**STATED TASK:**
Quote every one of the following entries word for word, leaving out the pictures.

**DATA ENTRIES:**
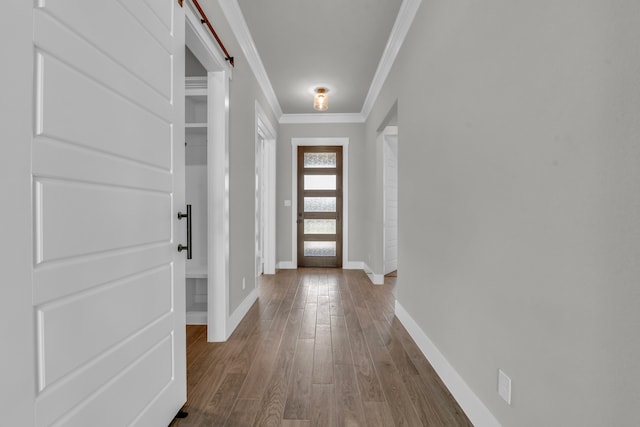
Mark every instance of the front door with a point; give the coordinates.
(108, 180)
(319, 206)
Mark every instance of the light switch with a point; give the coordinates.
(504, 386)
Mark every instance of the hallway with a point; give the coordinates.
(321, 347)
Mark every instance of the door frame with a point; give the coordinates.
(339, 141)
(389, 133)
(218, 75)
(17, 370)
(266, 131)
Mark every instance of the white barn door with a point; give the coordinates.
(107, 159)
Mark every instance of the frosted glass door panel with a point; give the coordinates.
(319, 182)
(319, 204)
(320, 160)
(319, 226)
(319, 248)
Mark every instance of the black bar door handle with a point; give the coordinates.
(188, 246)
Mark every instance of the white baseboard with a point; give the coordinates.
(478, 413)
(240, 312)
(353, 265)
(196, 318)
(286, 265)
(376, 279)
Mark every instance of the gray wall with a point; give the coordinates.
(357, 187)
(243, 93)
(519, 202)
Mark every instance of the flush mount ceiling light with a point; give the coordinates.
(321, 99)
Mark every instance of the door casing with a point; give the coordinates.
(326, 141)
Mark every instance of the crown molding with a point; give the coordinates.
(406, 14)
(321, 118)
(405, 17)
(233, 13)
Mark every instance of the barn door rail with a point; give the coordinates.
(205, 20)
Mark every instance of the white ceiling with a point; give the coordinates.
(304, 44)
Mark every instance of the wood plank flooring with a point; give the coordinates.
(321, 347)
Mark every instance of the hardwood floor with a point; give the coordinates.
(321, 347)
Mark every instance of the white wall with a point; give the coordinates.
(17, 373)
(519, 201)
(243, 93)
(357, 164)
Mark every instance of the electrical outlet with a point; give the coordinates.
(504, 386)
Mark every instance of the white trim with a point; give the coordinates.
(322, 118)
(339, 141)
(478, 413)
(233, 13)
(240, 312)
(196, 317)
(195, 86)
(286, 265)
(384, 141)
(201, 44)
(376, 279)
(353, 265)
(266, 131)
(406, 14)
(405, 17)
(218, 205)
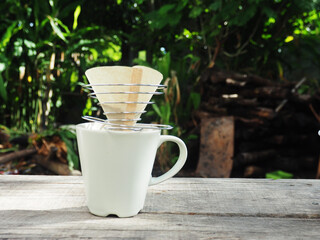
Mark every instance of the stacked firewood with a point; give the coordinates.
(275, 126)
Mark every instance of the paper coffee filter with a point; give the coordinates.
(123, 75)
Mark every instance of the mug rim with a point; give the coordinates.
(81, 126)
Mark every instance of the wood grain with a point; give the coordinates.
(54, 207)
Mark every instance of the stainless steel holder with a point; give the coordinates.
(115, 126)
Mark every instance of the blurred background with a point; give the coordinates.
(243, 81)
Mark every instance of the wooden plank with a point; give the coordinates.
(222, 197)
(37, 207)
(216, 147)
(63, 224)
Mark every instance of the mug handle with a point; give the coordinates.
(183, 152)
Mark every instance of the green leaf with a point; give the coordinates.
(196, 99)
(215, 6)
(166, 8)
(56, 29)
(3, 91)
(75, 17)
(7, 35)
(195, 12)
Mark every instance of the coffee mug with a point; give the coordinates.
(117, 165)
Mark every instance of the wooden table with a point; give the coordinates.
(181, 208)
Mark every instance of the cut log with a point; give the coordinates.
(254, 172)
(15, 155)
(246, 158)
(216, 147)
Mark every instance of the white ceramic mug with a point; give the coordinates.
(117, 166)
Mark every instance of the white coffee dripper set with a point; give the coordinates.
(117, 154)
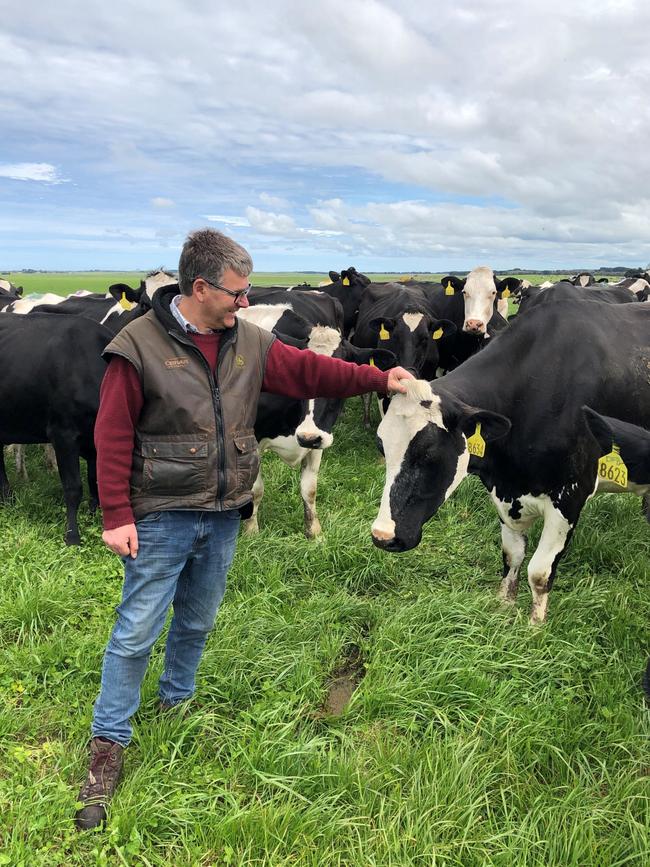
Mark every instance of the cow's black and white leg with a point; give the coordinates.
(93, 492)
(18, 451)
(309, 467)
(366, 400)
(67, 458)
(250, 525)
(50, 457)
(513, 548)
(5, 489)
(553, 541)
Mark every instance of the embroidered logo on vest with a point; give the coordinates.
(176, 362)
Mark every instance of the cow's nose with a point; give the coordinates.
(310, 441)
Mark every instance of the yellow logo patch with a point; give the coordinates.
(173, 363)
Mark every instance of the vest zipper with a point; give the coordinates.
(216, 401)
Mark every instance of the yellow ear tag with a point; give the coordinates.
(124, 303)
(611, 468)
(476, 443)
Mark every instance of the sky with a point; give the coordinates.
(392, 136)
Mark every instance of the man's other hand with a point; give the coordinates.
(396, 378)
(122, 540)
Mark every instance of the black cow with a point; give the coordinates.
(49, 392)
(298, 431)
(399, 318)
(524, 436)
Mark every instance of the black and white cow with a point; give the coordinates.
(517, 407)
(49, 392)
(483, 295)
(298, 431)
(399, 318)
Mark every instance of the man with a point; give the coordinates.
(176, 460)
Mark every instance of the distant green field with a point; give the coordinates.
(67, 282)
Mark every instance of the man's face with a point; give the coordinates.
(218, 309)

**ANSWER TO THE EXERCISE:**
Mark every instance of the front door with a point; give the coordinates.
(108, 180)
(319, 206)
Mark every instance of the light switch with a point; give the coordinates.
(504, 386)
Mark every instance of the hallway with a point; give the coordinates.
(321, 347)
Mark every instance of the door frame with a point; give the coordinates.
(339, 141)
(389, 133)
(218, 75)
(17, 370)
(266, 131)
Mark every instance of the white barn door with a point; give the coordinates.
(107, 159)
Mark every instance of the frosted glass door panel with a point; give the coordinates.
(319, 182)
(319, 204)
(320, 160)
(319, 226)
(319, 248)
Mark every instance of the black bar door handle with a point; give the coordinates.
(188, 246)
Mark every instance of the white baseboard with a point; give the coordinates.
(478, 413)
(240, 312)
(353, 265)
(196, 318)
(286, 265)
(376, 279)
Mark every instance of the gray wall with a point; give the coordinates.
(357, 187)
(243, 93)
(519, 202)
Mark every instance of the flush mount ceiling light with a point; give the coordinates.
(321, 99)
Mark every instance of the door casing with a point; give the coordinates.
(326, 141)
Mark every instance of the crown molding with a point; give the coordinates.
(406, 14)
(321, 118)
(405, 17)
(233, 13)
Mark every instance of the barn door rail with a point; give the coordinates.
(205, 20)
Mark every instance of the white ceiling with a point; give the coordinates.
(304, 44)
Mark every instance of the wood plank flooring with a point; give the coordinates.
(321, 347)
Mark every instance of the hardwood floor with a point; give the coordinates.
(321, 347)
Mark every instance of the white wall with a point; give the coordinates.
(17, 373)
(519, 201)
(243, 93)
(357, 164)
Mark every instance of the electrical outlet with a point; give the coordinates.
(504, 386)
Mark every instance of the white trim with a point; give the coordinates.
(322, 118)
(339, 141)
(478, 413)
(233, 13)
(240, 312)
(196, 317)
(195, 86)
(286, 265)
(384, 141)
(201, 44)
(376, 279)
(353, 265)
(266, 131)
(406, 14)
(405, 17)
(218, 205)
Mark every instance of the stacked firewood with a point; give the coordinates.
(275, 126)
Mark every instance of the paper coffee filter with a point; give the coordinates.
(123, 75)
Mark every instance of the mug rim with a point; give the coordinates.
(81, 126)
Mark every instance of the wood grain with a point; give the coordinates.
(54, 207)
Mark every instance of the stainless steel holder with a point; give the coordinates.
(115, 126)
Mark every instance of the blurred background with a point; give the coordinates.
(243, 81)
Mark every instance of the wooden plank with a point; give the coordinates.
(222, 197)
(37, 207)
(216, 147)
(63, 224)
Mark every instance of the mug handle with a point; give the coordinates.
(183, 152)
Mark every instance of the green leaf with a point; give the coordinates.
(196, 99)
(215, 6)
(166, 8)
(56, 29)
(3, 91)
(75, 17)
(7, 35)
(195, 12)
Mark every instance of the coffee mug with a point; give the coordinates.
(117, 165)
Mark every instance of the wooden table with a point; give the coordinates.
(181, 208)
Mark every instance of the cut log with a point; give the coordinates.
(254, 172)
(15, 155)
(246, 158)
(216, 147)
Mark every instance of the white ceramic mug with a point; give the coordinates.
(117, 166)
Mark every instance of the white coffee dripper set with a point; give the coordinates.
(117, 154)
Mark every instance of the cow's black and white leg with a point; give the coordinates.
(93, 492)
(18, 451)
(309, 467)
(366, 400)
(67, 458)
(250, 525)
(50, 457)
(513, 548)
(5, 489)
(553, 541)
Mark every instance of the embroidered logo on vest with a point; give the coordinates.
(176, 362)
Mark every instance of the cow's nose with a point; give the coordinates.
(310, 441)
Mark every instance of the yellow logo patch with a point; give the coordinates.
(173, 363)
Mark every instance of the vest zipper with a point; give the coordinates.
(216, 401)
Mark every instance of the yellow ear tag with a point; give the coordinates.
(124, 303)
(611, 468)
(476, 443)
Mark every instance of the sky with a point; give the coordinates.
(392, 136)
Mark every instance of the man's other hand with a point; give the coordinates.
(396, 378)
(122, 540)
Mark every instance of the black cow with a point; give the coordinates.
(49, 392)
(298, 431)
(399, 318)
(524, 436)
Mark every instance of the black and white cow with a point; give the coordinates.
(517, 407)
(49, 392)
(483, 295)
(298, 431)
(399, 318)
Mark every instance of the man with a point; give the coordinates.
(176, 460)
Mark every instance of the distant green field with a point; give the coordinates.
(67, 282)
Mark every instance of the man's face with a point; give the coordinates.
(218, 309)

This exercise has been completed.